* _EXERCISE TASK_
Can you output the lines of the records below exactly, starting at the line that contains "Practice. Find the evergreen" and ending with the last line of the records? Leave the pictures out of your answer.

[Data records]
======
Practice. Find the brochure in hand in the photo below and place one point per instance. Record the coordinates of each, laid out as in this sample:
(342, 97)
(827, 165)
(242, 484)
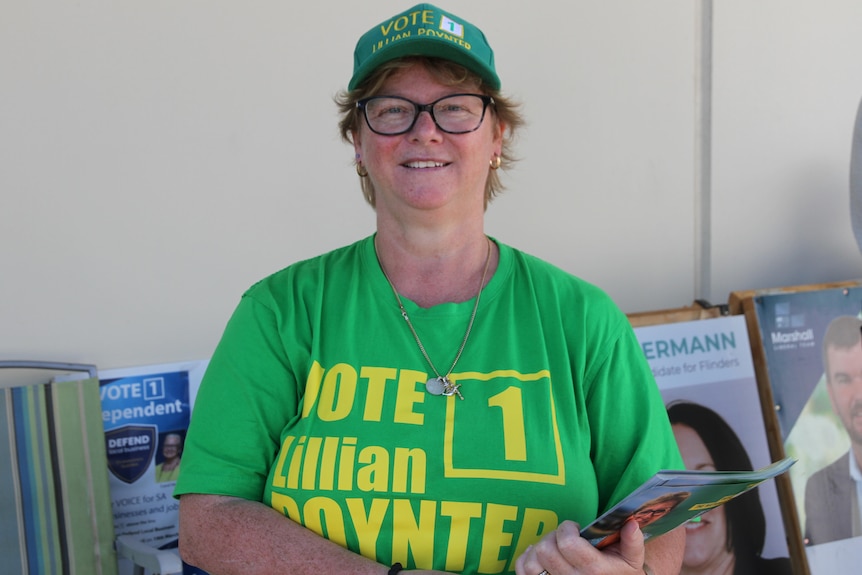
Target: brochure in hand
(671, 498)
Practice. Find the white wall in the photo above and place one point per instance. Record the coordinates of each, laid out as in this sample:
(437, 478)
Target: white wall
(156, 158)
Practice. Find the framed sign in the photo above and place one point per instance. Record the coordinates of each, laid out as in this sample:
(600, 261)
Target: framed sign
(807, 350)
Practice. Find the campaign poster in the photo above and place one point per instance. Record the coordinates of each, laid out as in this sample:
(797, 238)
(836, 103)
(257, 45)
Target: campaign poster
(820, 417)
(706, 367)
(146, 413)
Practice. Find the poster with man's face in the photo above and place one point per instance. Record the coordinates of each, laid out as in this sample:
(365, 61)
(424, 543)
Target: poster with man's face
(812, 343)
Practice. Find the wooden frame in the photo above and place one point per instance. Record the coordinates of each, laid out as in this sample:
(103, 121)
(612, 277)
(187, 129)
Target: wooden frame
(781, 396)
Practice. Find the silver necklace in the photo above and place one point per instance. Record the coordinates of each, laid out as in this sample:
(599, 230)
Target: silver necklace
(440, 385)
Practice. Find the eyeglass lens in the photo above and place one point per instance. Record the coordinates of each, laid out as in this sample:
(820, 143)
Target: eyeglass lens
(456, 114)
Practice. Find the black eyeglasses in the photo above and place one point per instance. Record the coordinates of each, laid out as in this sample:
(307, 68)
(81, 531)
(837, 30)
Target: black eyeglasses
(454, 114)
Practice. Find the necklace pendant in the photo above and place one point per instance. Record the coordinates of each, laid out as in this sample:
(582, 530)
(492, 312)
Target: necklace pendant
(452, 389)
(436, 385)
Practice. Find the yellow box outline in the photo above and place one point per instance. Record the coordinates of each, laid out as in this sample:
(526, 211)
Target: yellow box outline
(449, 469)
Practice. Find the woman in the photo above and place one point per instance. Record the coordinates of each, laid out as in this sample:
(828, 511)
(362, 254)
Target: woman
(426, 399)
(729, 539)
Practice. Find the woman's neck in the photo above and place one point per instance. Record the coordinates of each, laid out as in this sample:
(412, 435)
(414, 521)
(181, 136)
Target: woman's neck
(431, 269)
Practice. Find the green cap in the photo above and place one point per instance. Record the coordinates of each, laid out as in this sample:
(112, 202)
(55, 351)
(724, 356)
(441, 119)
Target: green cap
(424, 30)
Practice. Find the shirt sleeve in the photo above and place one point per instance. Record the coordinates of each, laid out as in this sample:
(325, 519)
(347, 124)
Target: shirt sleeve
(631, 433)
(247, 395)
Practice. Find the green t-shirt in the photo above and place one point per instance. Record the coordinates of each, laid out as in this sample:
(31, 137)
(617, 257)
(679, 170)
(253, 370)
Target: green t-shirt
(314, 403)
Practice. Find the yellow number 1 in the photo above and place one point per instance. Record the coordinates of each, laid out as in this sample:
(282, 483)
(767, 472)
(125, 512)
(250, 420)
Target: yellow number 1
(511, 405)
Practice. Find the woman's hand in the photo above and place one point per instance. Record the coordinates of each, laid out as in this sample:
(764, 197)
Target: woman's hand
(565, 552)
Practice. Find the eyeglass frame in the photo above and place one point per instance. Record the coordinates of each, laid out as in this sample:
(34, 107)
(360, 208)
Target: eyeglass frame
(419, 108)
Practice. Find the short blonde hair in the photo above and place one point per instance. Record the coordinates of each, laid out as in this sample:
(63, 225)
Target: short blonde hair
(448, 73)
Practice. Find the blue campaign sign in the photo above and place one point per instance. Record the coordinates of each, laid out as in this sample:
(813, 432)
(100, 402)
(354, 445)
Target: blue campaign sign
(144, 416)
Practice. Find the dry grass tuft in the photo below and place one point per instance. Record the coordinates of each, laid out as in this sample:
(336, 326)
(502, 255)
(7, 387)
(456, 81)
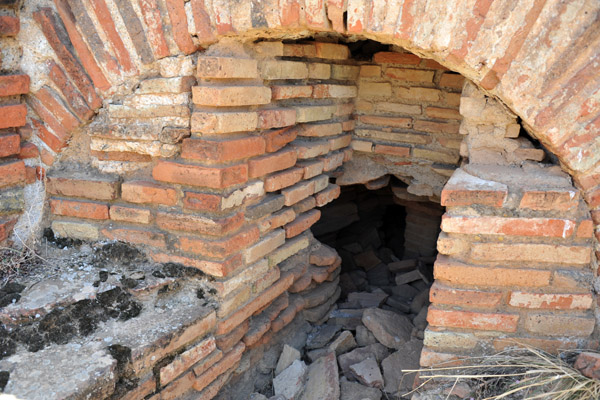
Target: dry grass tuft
(526, 373)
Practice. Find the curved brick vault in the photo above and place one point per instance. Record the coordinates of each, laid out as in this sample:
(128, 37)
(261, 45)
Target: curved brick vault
(539, 58)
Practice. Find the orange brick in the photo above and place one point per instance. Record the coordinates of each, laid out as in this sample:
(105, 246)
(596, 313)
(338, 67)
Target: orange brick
(396, 58)
(585, 229)
(148, 192)
(410, 75)
(392, 150)
(12, 115)
(10, 144)
(130, 214)
(276, 118)
(554, 301)
(451, 80)
(550, 200)
(265, 298)
(272, 162)
(311, 168)
(222, 151)
(136, 236)
(442, 294)
(331, 193)
(212, 177)
(79, 209)
(395, 122)
(291, 92)
(95, 189)
(472, 320)
(219, 248)
(283, 179)
(455, 272)
(302, 223)
(277, 139)
(228, 361)
(276, 220)
(298, 192)
(215, 268)
(216, 226)
(547, 227)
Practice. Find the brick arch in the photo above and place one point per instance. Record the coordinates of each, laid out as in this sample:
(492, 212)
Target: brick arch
(539, 58)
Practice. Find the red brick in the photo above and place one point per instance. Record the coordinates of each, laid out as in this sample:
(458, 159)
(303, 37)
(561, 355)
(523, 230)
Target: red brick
(220, 268)
(220, 248)
(585, 229)
(6, 227)
(84, 54)
(228, 362)
(79, 209)
(212, 177)
(283, 179)
(11, 85)
(222, 151)
(328, 195)
(458, 273)
(276, 118)
(396, 58)
(392, 150)
(265, 298)
(10, 144)
(311, 168)
(129, 156)
(48, 23)
(276, 220)
(277, 139)
(136, 236)
(272, 162)
(546, 227)
(9, 25)
(12, 115)
(148, 192)
(55, 143)
(302, 223)
(473, 320)
(442, 294)
(53, 103)
(12, 173)
(202, 201)
(291, 92)
(298, 192)
(79, 105)
(86, 188)
(155, 33)
(108, 25)
(451, 80)
(554, 301)
(396, 122)
(199, 224)
(130, 214)
(550, 200)
(332, 160)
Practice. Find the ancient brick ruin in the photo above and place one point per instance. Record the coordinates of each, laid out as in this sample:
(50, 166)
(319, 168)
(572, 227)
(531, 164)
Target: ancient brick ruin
(210, 136)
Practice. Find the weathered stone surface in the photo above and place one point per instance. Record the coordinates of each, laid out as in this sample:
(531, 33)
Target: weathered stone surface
(287, 357)
(323, 381)
(355, 391)
(390, 329)
(367, 372)
(375, 350)
(290, 381)
(407, 357)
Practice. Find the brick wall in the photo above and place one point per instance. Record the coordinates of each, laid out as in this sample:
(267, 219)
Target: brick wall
(515, 263)
(13, 130)
(408, 119)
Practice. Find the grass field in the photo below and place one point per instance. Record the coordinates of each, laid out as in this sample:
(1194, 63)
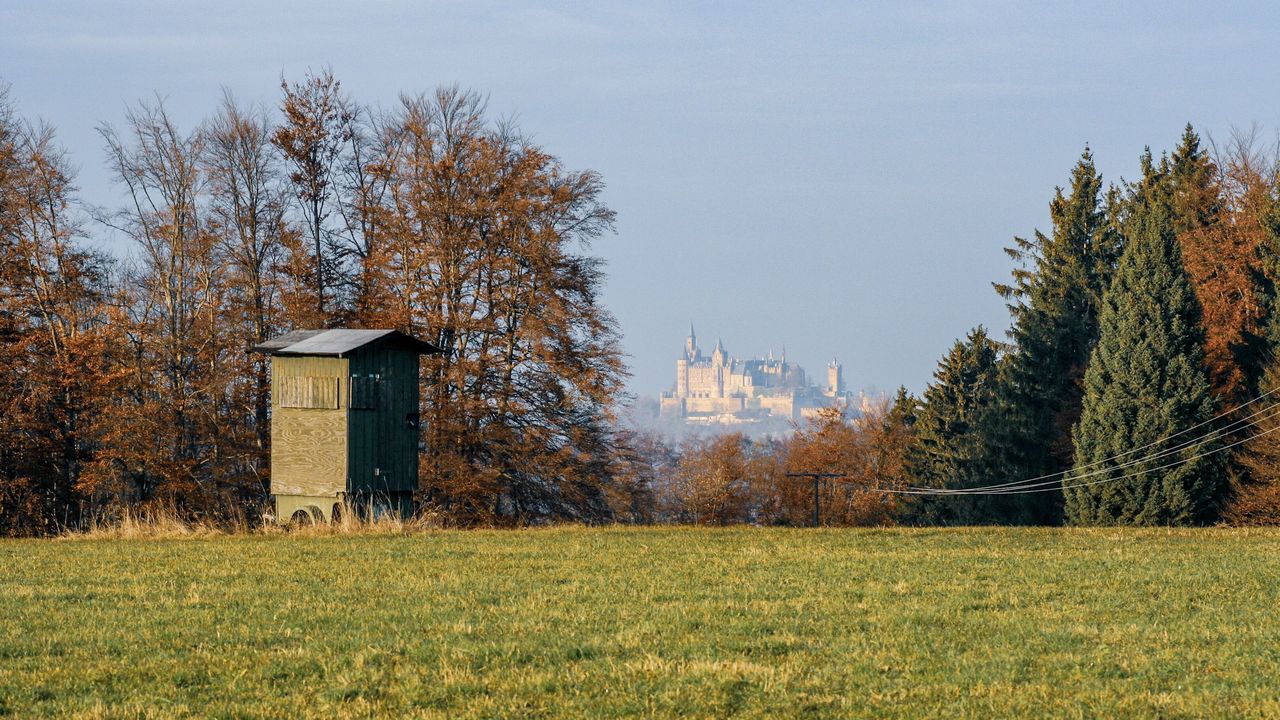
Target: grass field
(969, 623)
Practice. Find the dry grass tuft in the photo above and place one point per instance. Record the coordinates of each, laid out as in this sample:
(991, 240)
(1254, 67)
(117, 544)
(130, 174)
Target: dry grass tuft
(168, 523)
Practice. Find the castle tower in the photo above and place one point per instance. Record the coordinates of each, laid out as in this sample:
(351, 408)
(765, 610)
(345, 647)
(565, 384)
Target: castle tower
(720, 361)
(835, 378)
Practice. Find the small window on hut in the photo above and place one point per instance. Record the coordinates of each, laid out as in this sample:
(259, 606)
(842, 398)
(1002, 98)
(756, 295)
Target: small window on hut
(309, 392)
(364, 392)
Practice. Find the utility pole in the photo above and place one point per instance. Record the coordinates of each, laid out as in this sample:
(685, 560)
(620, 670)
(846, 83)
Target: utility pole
(817, 478)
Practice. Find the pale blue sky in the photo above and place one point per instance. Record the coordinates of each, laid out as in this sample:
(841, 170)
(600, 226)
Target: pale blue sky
(835, 178)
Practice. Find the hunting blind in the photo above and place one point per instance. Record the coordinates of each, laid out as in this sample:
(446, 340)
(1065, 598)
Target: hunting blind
(344, 422)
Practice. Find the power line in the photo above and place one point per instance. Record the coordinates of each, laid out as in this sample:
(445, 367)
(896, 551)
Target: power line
(1027, 490)
(1274, 410)
(1150, 445)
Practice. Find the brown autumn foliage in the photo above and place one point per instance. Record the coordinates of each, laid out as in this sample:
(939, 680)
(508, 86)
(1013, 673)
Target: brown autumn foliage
(53, 333)
(869, 451)
(1223, 213)
(712, 483)
(479, 247)
(129, 384)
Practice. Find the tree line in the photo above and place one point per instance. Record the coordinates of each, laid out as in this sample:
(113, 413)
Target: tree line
(1147, 309)
(127, 377)
(1139, 382)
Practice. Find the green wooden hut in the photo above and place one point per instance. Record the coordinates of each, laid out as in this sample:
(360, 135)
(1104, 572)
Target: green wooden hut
(344, 422)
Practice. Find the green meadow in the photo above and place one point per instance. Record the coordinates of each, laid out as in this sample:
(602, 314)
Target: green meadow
(652, 623)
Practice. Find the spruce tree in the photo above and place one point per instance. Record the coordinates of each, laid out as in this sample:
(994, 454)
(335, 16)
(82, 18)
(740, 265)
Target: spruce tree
(952, 445)
(1054, 301)
(1146, 381)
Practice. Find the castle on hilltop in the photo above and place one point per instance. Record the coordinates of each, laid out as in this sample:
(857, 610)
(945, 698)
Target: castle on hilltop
(725, 391)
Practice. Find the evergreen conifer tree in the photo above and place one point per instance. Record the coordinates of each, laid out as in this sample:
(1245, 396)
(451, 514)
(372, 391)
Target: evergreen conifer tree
(952, 446)
(1054, 301)
(1146, 381)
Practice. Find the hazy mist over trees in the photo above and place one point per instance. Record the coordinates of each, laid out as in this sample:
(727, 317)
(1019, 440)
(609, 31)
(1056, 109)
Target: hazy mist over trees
(1146, 310)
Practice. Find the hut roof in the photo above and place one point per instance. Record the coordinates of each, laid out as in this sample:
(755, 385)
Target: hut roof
(339, 342)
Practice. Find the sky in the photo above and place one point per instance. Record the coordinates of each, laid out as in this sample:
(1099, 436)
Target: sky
(835, 178)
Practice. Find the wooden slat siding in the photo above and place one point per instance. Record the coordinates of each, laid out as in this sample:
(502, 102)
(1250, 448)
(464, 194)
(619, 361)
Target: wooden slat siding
(309, 446)
(309, 392)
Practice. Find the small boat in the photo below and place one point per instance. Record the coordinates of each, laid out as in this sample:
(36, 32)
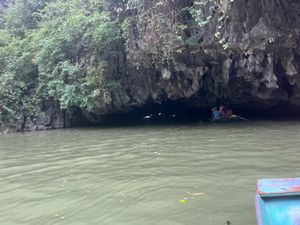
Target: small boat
(233, 118)
(278, 201)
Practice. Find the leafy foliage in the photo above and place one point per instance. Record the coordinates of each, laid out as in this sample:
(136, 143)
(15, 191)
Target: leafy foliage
(54, 49)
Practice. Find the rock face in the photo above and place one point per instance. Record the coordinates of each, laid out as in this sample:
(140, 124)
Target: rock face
(253, 61)
(248, 58)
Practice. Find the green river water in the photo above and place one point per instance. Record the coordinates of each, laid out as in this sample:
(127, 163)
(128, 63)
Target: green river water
(137, 175)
======
* _REPLY_
Practice. Find the evergreen conifer tree in the photo above and place one point per instance. Record the coordinates of each, laid out as in this sample:
(1245, 396)
(451, 514)
(372, 391)
Target: evergreen conifer tree
(952, 446)
(1054, 301)
(1146, 381)
Practice. Find the hazy mist over trees in the photo above and place one point per instance. Record the coordinates of each, laid out as in this sample:
(727, 317)
(1019, 440)
(609, 31)
(1056, 109)
Target: hazy mist over trees
(1146, 310)
Practice. Find the hut roof in the photo above and place one point per instance. Record the coordinates of each, laid out as in this sample:
(755, 385)
Target: hut roof
(339, 342)
Practice. Find the sky in the photo above and place one point per instance. Record the coordinates of each, laid out as in this sample:
(1099, 436)
Target: sky
(835, 178)
Practice. Find the wooden slat siding in the photo above and place one point per instance. Record the coordinates of each, laid out as in this sample:
(502, 102)
(1250, 448)
(464, 194)
(619, 361)
Target: wooden slat siding
(309, 446)
(309, 392)
Practice. Find the small boat in the photo below and place one point per instance. Record the coordinates of each, laid out as in this sample:
(36, 32)
Target: small boat
(233, 118)
(278, 201)
Practice. Find the leafy foliage in the photo above and place one point per instance. Record the coordinates of each, laid out as in this sample:
(136, 143)
(15, 191)
Target: leafy foliage
(54, 49)
Practice. Find the rock face in the photo above and place one point per instance. Record the coordinates of each, laid out as in this sample:
(140, 124)
Target: rock face
(253, 61)
(248, 58)
Practice. Find the green river water in the photo above and place one point per instance. Record the coordinates of each, laid out as in this sample:
(127, 163)
(128, 63)
Target: green river water
(137, 175)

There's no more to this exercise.